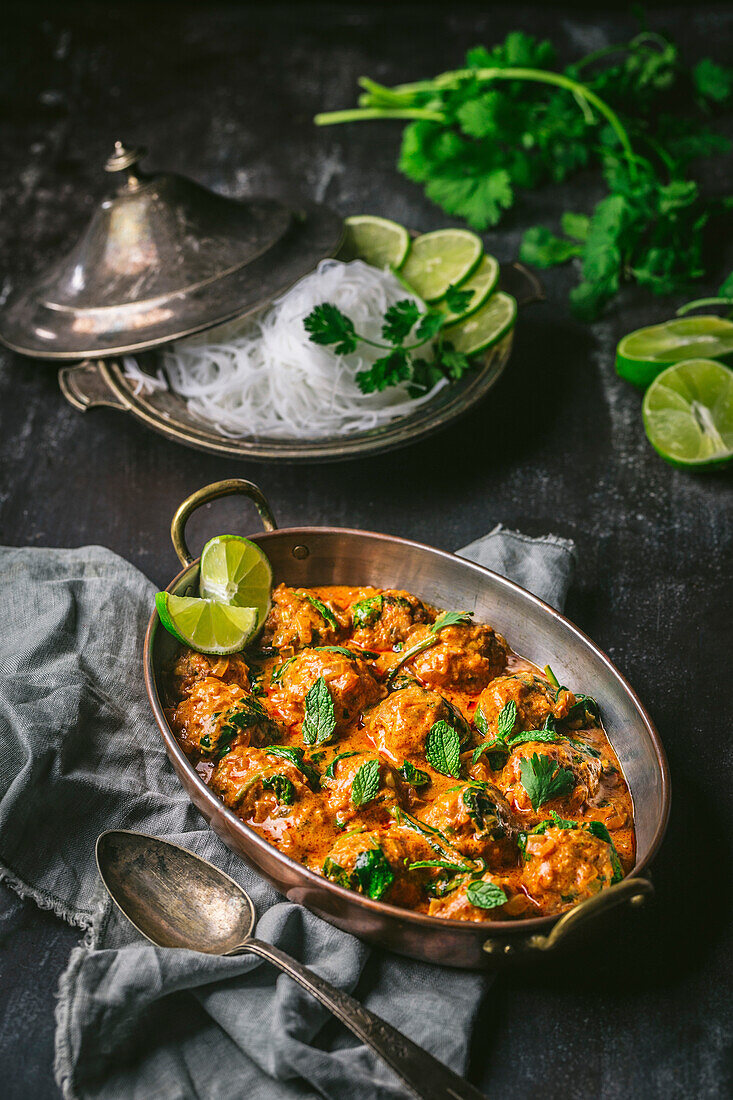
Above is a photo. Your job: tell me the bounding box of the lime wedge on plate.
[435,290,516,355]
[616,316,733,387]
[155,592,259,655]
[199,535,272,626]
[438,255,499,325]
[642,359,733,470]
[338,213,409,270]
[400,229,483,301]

====

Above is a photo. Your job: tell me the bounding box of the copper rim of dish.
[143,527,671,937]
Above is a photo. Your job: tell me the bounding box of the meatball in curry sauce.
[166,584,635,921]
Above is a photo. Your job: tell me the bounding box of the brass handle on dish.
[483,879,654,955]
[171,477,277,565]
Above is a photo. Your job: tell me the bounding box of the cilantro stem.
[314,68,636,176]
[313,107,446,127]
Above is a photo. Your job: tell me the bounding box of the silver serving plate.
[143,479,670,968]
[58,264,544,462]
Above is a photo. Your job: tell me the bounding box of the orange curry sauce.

====

▸ Short task
Output the data above exactly as they appear, starting with the line that contains "wedge on plate." and going on through the line that contains "[400,229,483,301]".

▸ Correct answer
Above is a photo. Your job: tell me the bounding box of the lime wedge on plate.
[435,290,516,355]
[616,316,733,387]
[155,592,259,655]
[199,535,272,626]
[438,255,499,325]
[642,359,733,470]
[338,213,409,270]
[400,229,483,301]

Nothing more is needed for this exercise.